§ EXERCISE: Reproduce the entries below, please. Keep every character the same.

§ SUPPLIED MATERIAL:
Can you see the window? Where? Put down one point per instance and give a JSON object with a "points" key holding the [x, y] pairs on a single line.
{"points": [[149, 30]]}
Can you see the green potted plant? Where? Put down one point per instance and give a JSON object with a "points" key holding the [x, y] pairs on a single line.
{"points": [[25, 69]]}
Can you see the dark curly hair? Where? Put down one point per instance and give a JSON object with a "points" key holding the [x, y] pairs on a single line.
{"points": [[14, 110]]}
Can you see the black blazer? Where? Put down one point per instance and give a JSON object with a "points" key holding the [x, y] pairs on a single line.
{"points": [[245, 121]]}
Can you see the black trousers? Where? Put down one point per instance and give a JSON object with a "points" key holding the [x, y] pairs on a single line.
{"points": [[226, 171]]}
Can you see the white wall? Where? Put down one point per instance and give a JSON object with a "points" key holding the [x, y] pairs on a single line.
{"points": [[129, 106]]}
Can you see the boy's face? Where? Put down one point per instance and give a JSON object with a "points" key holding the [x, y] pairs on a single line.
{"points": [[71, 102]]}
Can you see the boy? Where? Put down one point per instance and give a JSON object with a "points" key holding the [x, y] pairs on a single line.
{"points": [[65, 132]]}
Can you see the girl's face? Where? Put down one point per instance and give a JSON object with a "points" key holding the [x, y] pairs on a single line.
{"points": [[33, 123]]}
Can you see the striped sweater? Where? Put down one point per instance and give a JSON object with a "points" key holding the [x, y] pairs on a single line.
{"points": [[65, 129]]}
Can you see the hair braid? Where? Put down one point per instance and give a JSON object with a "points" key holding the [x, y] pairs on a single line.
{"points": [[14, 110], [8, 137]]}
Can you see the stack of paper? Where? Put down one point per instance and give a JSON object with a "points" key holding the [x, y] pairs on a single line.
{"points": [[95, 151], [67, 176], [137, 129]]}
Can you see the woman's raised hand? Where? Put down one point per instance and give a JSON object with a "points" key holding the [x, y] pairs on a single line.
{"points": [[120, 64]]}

§ RESPONSE TO THIS EXERCISE:
Can you see the window? Where? Put down one point per instance and give a JSON object with a "points" key holding the [x, y] pairs on a single line.
{"points": [[149, 30]]}
Can you see the green potted plant? Where? Put down one point per instance and give a JSON object with a "points" key holding the [x, y] pairs on a single line.
{"points": [[25, 69]]}
Can you see the dark curly hair? Where? Put down one point per instance and give a JSON object with a "points" key holding the [x, y] pairs on a single line.
{"points": [[14, 110]]}
Can you see the black blazer? Where? Put down one point per instance and give a JSON object with a "points" key holding the [x, y] pairs on a single line.
{"points": [[245, 121]]}
Can you see the black trousers? Where? Put down one point per instance and give a JSON object with a "points" key holding the [x, y] pairs on a single line.
{"points": [[226, 171]]}
Can you see the white wall? Where? Put down one point per instance and give a JSON object with a "points" key holding the [x, y] pairs on a single line.
{"points": [[129, 106]]}
Can you see the boy's face? Where? Put down one point per instance and give a JSON object with a "points" key holding the [x, y] pairs on a single line.
{"points": [[71, 102]]}
Can you see the boy? Where? Put down one point per instance and give a JSON object with a "points" key holding the [x, y] pairs on a single line.
{"points": [[65, 132]]}
Can you see the girl's face? Where? Put down one point per instance and give a JSON object with a "points" key holding the [x, y] pairs on a single line.
{"points": [[33, 123]]}
Can you see the striped sweater? Where? Put down one point per instance and give a JSON object with a "points" key holding the [x, y] pairs on a single line.
{"points": [[65, 129]]}
Can you see the hair braid? Where? Put down one point per instance and give a JSON object with a "points" key holding the [x, y] pairs on a single line.
{"points": [[14, 110], [8, 137]]}
Can you see the stack of paper? Where? Put down one point per instance and give a JSON object with a "points" key holding the [x, y] pairs on a single line.
{"points": [[95, 151], [67, 176], [137, 129]]}
Can you see the woman's raised hand? Where? Put down one point per instance and give a JSON object with a "points" key holding the [x, y] pairs on a single line.
{"points": [[120, 64]]}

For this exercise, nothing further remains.